#### [Given request]
Reproduce every one of the following entries word for word.

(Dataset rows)

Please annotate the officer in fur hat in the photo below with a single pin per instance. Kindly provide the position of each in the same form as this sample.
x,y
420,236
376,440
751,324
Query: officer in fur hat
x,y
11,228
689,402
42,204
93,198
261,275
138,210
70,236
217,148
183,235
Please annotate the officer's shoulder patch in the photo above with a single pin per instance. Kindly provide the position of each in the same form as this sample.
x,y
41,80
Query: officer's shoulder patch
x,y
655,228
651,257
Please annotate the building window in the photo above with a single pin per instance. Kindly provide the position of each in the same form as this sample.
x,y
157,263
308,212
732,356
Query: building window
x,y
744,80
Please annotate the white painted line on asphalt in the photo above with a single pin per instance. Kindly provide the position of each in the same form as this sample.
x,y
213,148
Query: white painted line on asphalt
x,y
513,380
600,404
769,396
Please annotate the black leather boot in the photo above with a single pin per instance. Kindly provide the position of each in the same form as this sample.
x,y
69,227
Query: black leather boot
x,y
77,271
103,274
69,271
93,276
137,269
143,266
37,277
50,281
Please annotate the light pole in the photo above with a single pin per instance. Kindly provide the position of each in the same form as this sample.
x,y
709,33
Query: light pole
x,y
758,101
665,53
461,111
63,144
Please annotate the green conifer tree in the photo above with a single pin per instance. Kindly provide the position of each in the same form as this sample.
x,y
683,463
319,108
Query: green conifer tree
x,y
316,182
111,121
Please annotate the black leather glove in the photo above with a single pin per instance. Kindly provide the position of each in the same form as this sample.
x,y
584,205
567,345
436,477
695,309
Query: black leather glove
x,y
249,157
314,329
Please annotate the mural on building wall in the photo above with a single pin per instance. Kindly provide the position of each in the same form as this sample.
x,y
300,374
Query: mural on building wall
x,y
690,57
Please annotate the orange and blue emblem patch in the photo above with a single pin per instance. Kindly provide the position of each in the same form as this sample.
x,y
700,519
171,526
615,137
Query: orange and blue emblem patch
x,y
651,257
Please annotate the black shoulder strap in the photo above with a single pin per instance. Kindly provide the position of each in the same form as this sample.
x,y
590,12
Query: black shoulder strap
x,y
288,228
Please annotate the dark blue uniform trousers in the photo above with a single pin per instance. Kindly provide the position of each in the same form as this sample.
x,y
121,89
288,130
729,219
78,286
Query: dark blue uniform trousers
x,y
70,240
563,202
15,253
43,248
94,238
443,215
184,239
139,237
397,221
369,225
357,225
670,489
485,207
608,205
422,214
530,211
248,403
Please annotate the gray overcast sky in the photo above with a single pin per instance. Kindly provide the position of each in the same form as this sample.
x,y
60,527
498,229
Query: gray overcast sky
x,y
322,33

#### [Output below]
Please annotate the officer in fur hat in the photo below with a single pin per instance. Kindly provide the position of each in the same form as this sample.
x,y
420,236
376,440
751,324
Query: officer in fur hat
x,y
11,228
689,402
42,204
93,198
261,275
138,210
70,236
217,148
183,235
Please annotate the officer's shoulder patch in the photo above with a single pin per instance. Kindly provide the position of each in the same form as this sample.
x,y
41,80
Query: officer's shoulder patch
x,y
655,228
651,257
Please annotate the building window in the photo above with a single pin per instance. Kindly provide the position of each in the same form as this sample.
x,y
157,263
308,212
732,356
Query: building window
x,y
744,80
Please annotate the white painted line on asphalt in the photo above with a single pin per instance. Kindly provide the position of each in the same form as this sample.
x,y
213,148
Query: white painted line on asphalt
x,y
513,380
600,404
769,396
Please annotate the black leather boot in the photo above with a single pin per instance. Kindly provide the position of each in the same form as this sample.
x,y
69,227
Query: black leather boot
x,y
77,271
103,274
69,271
93,276
137,269
143,266
37,277
50,281
Please annotate the light pole in the photo above with a single pin per instance. Kindly provide the position of each in the same form as this sample.
x,y
709,33
Query: light pole
x,y
758,101
665,53
461,111
63,144
Please annotate the green conifer tree in the photo above with a single pin per instance. Kindly provide the position of each in the same form as this sample.
x,y
683,463
319,108
Query: green conifer tree
x,y
316,182
111,121
Please annotate the black leather glove in the photo above with a single pin per instance. Kindly provide the position of each in the same form as this sample.
x,y
584,205
567,345
436,477
695,309
Query: black leather glove
x,y
249,157
314,329
Please annotate the mural on building wall in the photo above with a single pin per instance. Kindly provide the position of each in the same form as this sample.
x,y
300,374
Query: mural on building wall
x,y
690,57
Please annotate the orange and blue emblem patch in the photo above with a single pin per instance. Kindly provide the position of each in the same form as this sample.
x,y
700,519
171,526
615,137
Query: orange and blue emblem patch
x,y
651,257
Please annotate the black shoulder strap in the photo above with a single pin per instance. Kindly provide the position of each in the same form as this sample.
x,y
590,12
Query: black shoulder strap
x,y
288,228
Please annotate the dark blue uniform trousers in the photo above with a single pin per instance. Kindly provide the position of each in the same form as this sample.
x,y
121,89
288,130
729,219
78,286
Query: dark blue uniform trousers
x,y
70,240
563,202
15,253
43,248
94,238
443,215
184,239
139,237
397,221
369,225
357,225
670,489
485,207
608,205
422,214
530,211
248,403
Please annotate the gray overcast sky in the photo above with a single pin per instance. Kindly provide the position of each in the same form as this sample.
x,y
60,527
498,229
Query: gray overcast sky
x,y
322,33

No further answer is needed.